Trecho extraído ::
┌──
Quase sempre de fundo moral ou religioso, os argumentos favoráveis à criminalização tendem a reproduzir, tomando como verdadeiro, um cenário que não encontra sustentação em qualquer dado do real: descriminalizar o aborto não é obrigar mulheres a fazê-lo; não se formarão filas em hospitais, clínicas e postos de saúde de mulheres ávidas por abortar.
Não estamos falando de um “genocídio”, como defendem, perversamente, os “pró-vida”, verdadeiros grupos de ódio que se valem do fundamentalismo religioso para intimidar, ameaçar e agredir mesmo mulheres que abortam legalmente, inclusive vítimas de estupro de 10 anos, como fizeram em setembro de 2020.
Na prática, a descriminalização, além de tratar o tema como um direito fundamental, em consonância com a Constituição 88, retira da esfera jurídica e policial o que não deveria ser um crime, e o desloca para o seu lugar de direito: o da saúde pública.
└──
Entradas do conjunto de dados ::
┌──
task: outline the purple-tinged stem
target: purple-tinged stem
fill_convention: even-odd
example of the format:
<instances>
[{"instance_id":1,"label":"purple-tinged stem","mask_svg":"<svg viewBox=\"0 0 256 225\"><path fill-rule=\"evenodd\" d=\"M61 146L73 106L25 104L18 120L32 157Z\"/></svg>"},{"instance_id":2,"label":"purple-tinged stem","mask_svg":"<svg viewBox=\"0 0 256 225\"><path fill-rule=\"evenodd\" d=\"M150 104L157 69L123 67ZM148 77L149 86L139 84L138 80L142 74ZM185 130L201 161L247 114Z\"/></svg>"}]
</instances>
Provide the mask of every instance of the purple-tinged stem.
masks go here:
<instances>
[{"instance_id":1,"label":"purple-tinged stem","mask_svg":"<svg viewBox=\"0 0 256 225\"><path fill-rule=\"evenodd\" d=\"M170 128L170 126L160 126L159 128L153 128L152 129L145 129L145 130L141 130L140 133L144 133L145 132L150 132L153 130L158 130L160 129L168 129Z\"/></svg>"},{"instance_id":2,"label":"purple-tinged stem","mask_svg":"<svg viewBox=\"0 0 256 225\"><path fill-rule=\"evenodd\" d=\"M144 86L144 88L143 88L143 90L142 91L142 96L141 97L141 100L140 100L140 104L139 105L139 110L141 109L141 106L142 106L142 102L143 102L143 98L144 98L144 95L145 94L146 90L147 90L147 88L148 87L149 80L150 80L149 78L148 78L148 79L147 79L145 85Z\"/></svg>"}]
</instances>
└──
Ordem de serviço :: Dê continuidade ao texto sobre a descriminalização do aborto, começando logo após a última frase.

Resultado ::
E não se trata apenas de defender a vida e a liberdade de mulheres, especialmente mulheres negras e pobres, por muitas e óbvias razões as mais expostas e vulneráveis seja à prisão ou à morte em uma clínica clandestina.
Descriminalizar o aborto e tratá-lo como um tema e um problema de saúde muda, principalmente, a competência do Estado. Podendo falar dele abertamente, pode-se desenhar políticas públicas para, além de proteger, prevenir e mesmo evitá-lo, o que vimos acontecer em países onde ele já foi descriminalizado, caso do vizinho Uruguai.
Mas tudo isso é impensável em um país cujo presidente odeia as mulheres.
A misoginia de Bolsonaro não apenas serve de esteio e ajuda a entender o aumento da violência de gênero, das muitas manifestações machistas, principalmente nas redes sociais, notadamente contra mulheres e coletivos feministas, e de produtos midiáticos pretensamente mais “sofisticados”, como o documentário “A face oculta do feminismo”, da empresa revisionista Brasil Paralelo.
Costumes e cruzada antidemocrática
Sua misoginia está entranhada nas políticas públicas e no modo como o governo prioriza a chamada “pauta de costumes”.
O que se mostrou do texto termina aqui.